Would you please retype, exactly, the lines of the listing below between the line with "Task: point out the wooden window frame" and the line with "Task: point out the window sill", inclusive?

START Task input

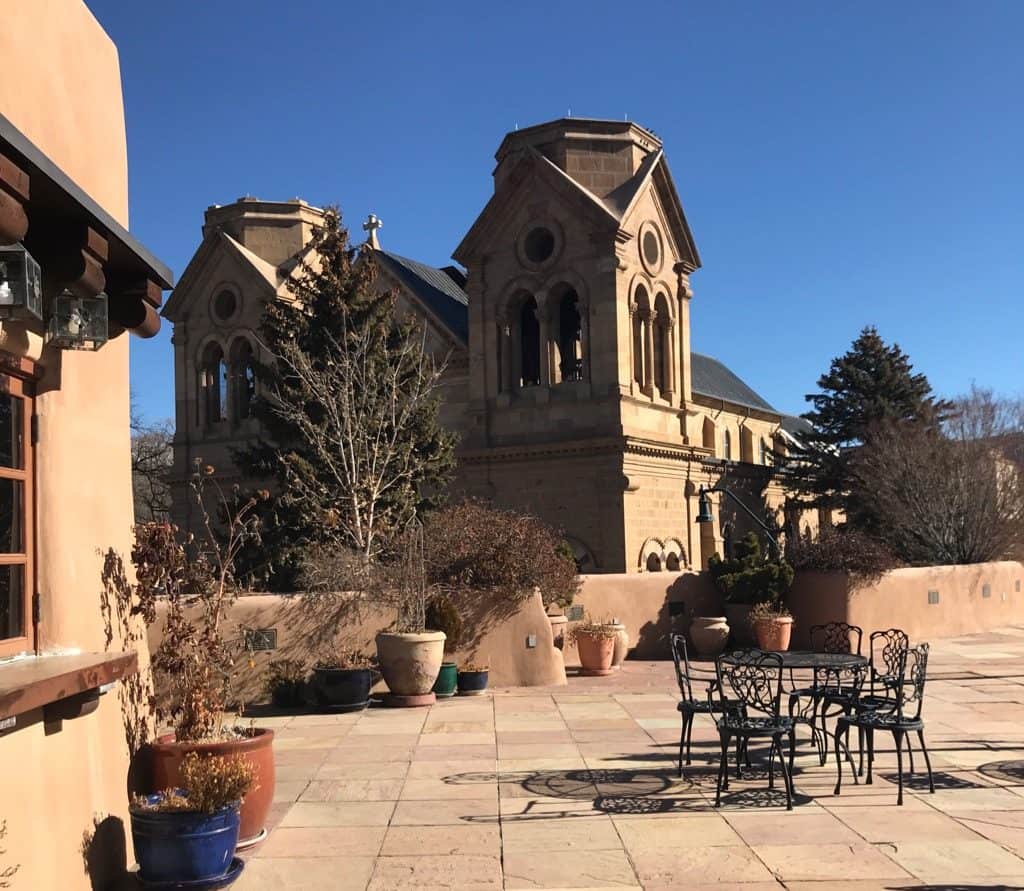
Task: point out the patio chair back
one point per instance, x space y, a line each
754 678
837 637
888 659
910 695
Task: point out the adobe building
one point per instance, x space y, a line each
571 380
65 458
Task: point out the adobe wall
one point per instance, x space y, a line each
64 92
900 599
306 626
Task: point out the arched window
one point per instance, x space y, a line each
244 377
569 337
529 345
641 319
213 384
663 347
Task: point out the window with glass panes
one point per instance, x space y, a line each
15 515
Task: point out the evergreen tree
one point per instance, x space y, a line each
338 310
871 385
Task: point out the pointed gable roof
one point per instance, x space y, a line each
434 288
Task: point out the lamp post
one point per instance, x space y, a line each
705 515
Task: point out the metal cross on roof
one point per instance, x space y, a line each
371 225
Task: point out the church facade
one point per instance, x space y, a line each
570 376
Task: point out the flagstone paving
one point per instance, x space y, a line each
577 788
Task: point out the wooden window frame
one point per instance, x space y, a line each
16 379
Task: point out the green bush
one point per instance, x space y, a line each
749 576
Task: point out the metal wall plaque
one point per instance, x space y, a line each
260 639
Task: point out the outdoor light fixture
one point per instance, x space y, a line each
79 323
20 284
705 515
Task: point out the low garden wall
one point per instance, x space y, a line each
303 627
928 602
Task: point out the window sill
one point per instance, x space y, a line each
40 681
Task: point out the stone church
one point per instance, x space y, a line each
570 377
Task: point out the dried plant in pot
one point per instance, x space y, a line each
772 625
595 644
197 660
186 836
442 616
342 682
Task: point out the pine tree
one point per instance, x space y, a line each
870 386
337 310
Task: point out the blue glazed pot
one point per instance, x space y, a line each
448 677
182 846
472 683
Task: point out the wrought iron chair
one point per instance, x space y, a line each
689 705
806 704
900 716
756 680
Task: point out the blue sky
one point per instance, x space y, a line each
839 164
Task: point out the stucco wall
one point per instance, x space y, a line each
64 92
309 629
900 599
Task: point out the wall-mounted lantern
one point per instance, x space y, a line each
79 323
20 284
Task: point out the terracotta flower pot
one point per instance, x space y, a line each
167 756
622 644
774 634
596 652
411 662
709 634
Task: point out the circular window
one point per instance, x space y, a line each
539 245
224 304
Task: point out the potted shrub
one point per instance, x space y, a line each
410 655
195 664
342 683
285 683
187 837
748 578
596 646
772 625
442 616
472 679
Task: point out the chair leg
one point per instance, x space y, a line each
723 770
682 741
898 738
786 772
928 761
870 755
839 761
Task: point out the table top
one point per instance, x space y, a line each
809 659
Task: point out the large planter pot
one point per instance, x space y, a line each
341 689
410 664
622 646
182 847
472 683
596 652
167 756
448 680
710 634
558 624
739 624
773 634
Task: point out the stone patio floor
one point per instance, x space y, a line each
576 788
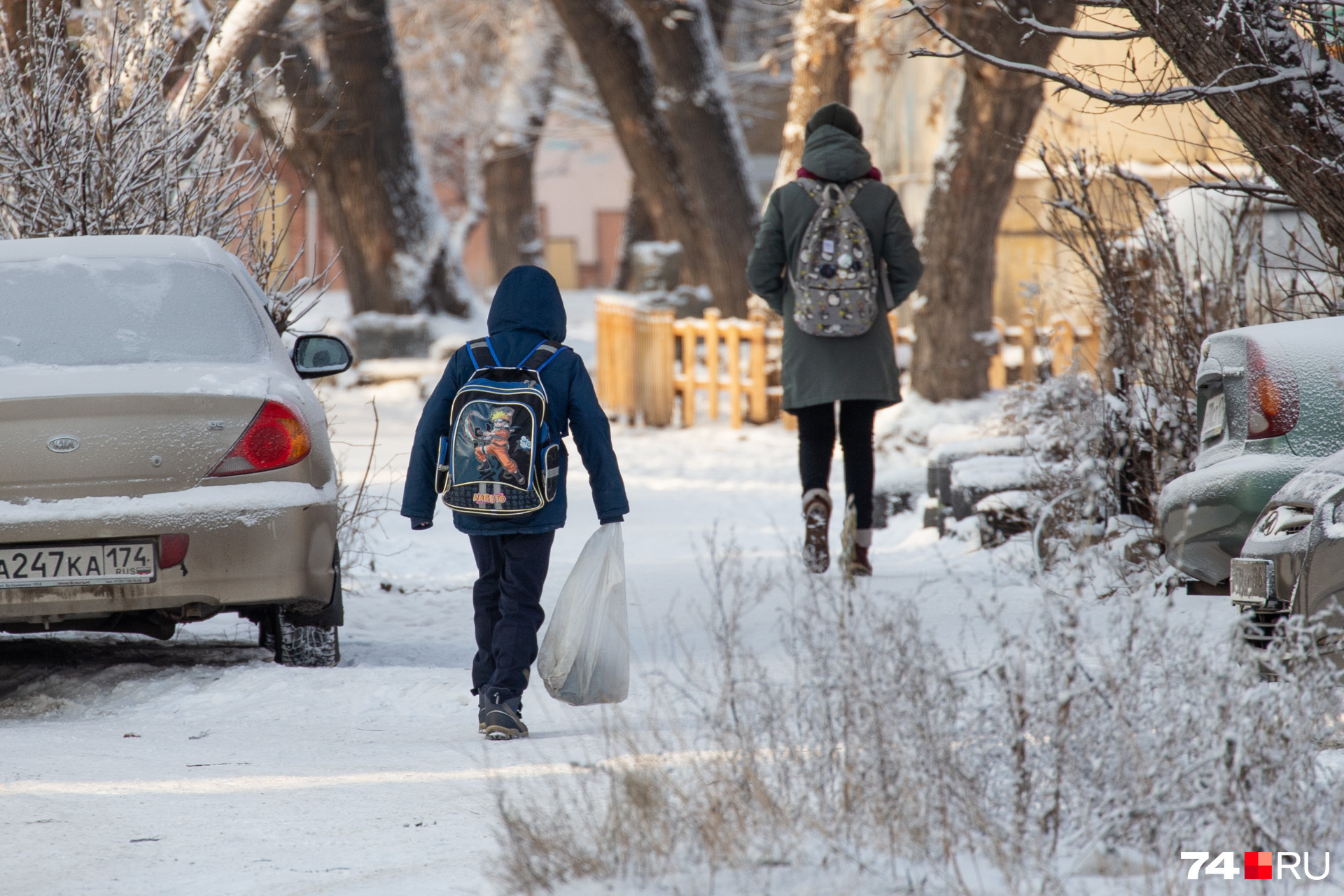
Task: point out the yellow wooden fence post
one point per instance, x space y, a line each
656 393
711 359
1060 346
689 333
1028 348
758 409
997 372
732 344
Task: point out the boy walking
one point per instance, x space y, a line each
514 552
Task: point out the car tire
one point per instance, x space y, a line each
309 640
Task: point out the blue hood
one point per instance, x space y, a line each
527 301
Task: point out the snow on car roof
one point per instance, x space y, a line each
200 248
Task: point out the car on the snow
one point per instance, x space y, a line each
1294 559
162 460
1270 403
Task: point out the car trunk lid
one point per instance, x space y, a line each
101 431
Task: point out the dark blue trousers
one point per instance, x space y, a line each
507 598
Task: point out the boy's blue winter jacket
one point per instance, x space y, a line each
527 309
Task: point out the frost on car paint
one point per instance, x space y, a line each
1206 514
132 367
124 311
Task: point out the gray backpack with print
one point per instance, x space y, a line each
835 279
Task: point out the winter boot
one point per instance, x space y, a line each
816 519
500 719
859 564
858 555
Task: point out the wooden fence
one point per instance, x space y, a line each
647 359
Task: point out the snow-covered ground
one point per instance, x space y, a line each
198 766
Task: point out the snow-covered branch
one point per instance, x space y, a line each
233 45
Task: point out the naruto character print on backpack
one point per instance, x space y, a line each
835 286
500 457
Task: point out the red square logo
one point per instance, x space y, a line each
1259 867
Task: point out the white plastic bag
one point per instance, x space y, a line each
585 657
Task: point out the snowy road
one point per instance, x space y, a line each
198 766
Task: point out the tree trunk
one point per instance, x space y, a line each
1294 130
613 50
530 73
698 106
824 33
974 181
351 134
638 225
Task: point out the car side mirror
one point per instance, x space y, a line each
320 355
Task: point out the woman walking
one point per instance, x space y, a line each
834 255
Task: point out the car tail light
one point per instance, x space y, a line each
277 437
172 550
1270 396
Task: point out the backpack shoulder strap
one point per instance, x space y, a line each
545 352
482 354
853 188
812 186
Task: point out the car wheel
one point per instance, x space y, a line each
309 640
305 645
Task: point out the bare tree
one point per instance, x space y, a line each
698 106
823 36
613 50
1268 67
534 51
974 179
349 130
96 139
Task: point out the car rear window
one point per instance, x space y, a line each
124 311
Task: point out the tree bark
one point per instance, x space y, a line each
1294 130
528 77
824 33
351 134
613 50
974 181
698 106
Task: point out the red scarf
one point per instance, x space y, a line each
873 174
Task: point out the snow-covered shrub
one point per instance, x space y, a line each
1096 736
1159 300
112 122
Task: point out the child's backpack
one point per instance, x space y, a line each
835 280
502 454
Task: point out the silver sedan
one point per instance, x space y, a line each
162 460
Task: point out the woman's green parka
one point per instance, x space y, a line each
819 370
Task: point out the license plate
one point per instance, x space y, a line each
1253 582
62 564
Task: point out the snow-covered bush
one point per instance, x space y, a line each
1158 304
1091 738
112 122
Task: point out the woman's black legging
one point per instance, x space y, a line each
816 444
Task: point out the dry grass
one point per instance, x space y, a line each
882 760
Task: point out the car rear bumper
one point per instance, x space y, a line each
1205 516
251 543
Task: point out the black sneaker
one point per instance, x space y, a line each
502 722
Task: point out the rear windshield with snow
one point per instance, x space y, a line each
124 311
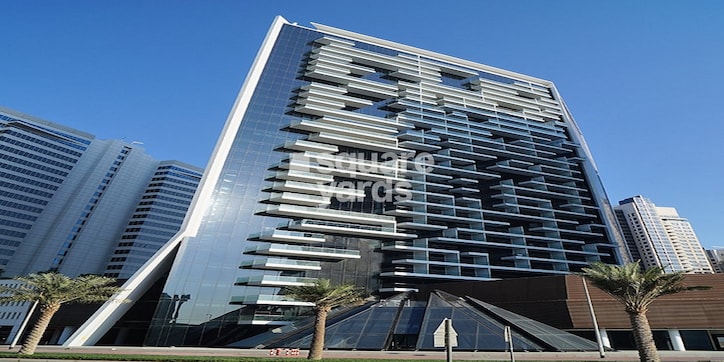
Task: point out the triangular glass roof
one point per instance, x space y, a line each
402 322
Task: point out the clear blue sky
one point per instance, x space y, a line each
644 79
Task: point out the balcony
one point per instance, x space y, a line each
274 281
309 252
281 264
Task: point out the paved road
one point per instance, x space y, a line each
673 356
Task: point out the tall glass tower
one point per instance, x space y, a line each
361 160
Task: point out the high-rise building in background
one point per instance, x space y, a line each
716 259
67 199
366 161
659 237
75 204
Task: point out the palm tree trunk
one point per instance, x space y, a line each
31 342
643 337
320 324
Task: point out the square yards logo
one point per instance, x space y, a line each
357 177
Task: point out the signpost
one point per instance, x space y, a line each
509 341
446 336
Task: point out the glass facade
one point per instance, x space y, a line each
364 161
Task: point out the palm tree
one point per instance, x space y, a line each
325 296
636 290
51 290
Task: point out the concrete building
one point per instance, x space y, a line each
75 204
659 237
365 161
716 259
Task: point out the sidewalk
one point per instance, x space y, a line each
673 356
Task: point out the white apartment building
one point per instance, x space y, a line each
658 236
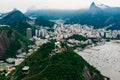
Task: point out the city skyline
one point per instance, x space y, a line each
23 5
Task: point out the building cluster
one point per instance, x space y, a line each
61 31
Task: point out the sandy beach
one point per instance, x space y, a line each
106 58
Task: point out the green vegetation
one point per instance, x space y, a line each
78 37
66 65
15 44
21 27
41 21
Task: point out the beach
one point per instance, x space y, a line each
105 57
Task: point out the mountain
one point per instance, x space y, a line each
10 42
41 21
12 17
65 65
98 16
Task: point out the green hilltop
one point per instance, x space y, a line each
65 65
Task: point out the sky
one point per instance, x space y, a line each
23 5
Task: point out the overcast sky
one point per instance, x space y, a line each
23 5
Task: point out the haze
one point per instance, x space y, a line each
23 5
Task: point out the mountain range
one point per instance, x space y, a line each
99 16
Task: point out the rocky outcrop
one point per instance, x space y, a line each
7 36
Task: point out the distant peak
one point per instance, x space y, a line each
93 3
15 9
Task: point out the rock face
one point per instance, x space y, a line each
7 36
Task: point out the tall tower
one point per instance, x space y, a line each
29 33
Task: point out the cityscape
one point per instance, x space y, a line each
60 44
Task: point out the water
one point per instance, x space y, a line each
106 58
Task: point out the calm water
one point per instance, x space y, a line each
105 58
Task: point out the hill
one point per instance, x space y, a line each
65 65
99 16
11 41
41 21
12 17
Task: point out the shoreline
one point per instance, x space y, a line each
105 58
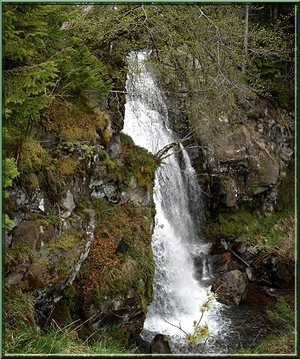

END Task input

* Response to the exercise:
Task: point out the wooden window frame
one point per instance, x space y, a line each
16 379
Task: point out the green bush
one point per instance, x space y, a line each
749 576
Task: point out the metal wall plaque
one point per instance, x space y, a line each
260 639
Task: point out the outdoor light fixture
one point per instance, x space y, a line each
79 323
20 284
705 515
Task: point out the low garden wall
one point per instance, x space y, a line each
303 627
928 602
Task: point out the window sill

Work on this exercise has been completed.